++++ DATA FOR THIS TASK

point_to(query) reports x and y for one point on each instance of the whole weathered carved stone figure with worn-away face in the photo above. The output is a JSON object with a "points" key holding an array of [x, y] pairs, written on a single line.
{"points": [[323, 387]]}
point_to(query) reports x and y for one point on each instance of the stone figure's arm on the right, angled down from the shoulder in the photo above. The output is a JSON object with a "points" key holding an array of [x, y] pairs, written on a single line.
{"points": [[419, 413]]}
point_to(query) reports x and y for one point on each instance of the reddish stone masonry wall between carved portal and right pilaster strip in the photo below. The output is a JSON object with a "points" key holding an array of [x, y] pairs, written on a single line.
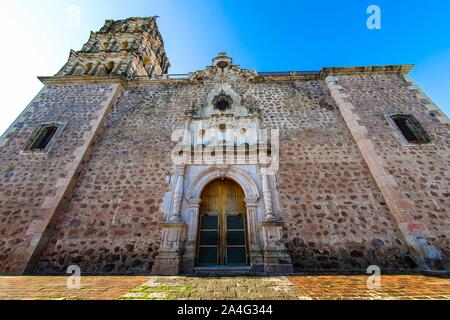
{"points": [[334, 213]]}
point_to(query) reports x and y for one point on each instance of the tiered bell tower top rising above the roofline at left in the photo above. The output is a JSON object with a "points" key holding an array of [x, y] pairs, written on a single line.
{"points": [[128, 48]]}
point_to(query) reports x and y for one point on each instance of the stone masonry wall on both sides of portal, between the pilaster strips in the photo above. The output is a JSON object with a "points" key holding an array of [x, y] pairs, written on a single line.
{"points": [[335, 215]]}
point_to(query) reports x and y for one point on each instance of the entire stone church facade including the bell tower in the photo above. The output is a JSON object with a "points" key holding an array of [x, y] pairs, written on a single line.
{"points": [[119, 167]]}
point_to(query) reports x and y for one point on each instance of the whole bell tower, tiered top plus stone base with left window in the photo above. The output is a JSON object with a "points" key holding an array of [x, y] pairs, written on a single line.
{"points": [[73, 108]]}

++++++++

• YOUR GOAL:
Transcribe each entry exactly, pictures excluded.

• TASK OUTPUT:
point_to(query) reports x and y for one point on each instance of the whole weathered carved stone figure with worn-away face in the photo above. The output is a JSON object with a "points" key holding an array of [x, y] pairs, written on a single line.
{"points": [[323, 387]]}
point_to(query) reports x and y for one point on each instance of the stone figure's arm on the right, angled down from the shoulder in the photo above. The output is a JSON object with a "points" key holding an array of [x, y] pairs, written on a single line.
{"points": [[419, 413]]}
point_to(query) reports x and y for one point on each instance of the reddish stone masonry wall between carved portal and right pilaster strip in the photo below. The output is a JSON object with a "points" key holding an array of [x, y] pairs, written on a single line.
{"points": [[334, 213]]}
point_to(query) reports x and y for one point on each instance of the tiered bell tower top rising above the roofline at left in the photo above. The output is a JSON object with a "points" key holding an array of [x, y] pairs, written on a single line.
{"points": [[128, 48]]}
point_to(query) reports x and y for one point on each instance of the stone masonry wall on both sides of portal, between the pilaster strips in the photo above. The output is a JSON object with a "points" key holding an array of [x, y] pairs, written on a single line.
{"points": [[335, 215]]}
point_to(query) reports x and y for one point on each instance of the entire stone church facade including the bell tower in the photo above. The output is a JSON object with a "points" key holding an array of [x, y] pairs, written on a single line.
{"points": [[119, 167]]}
point_to(query) reports x and y for one point on each instance of the whole bell tower, tiered top plus stone base with left window in the photo above. The output is a JSON object with a "points" key holding an array of [x, y] pairs, written on a single line.
{"points": [[73, 108]]}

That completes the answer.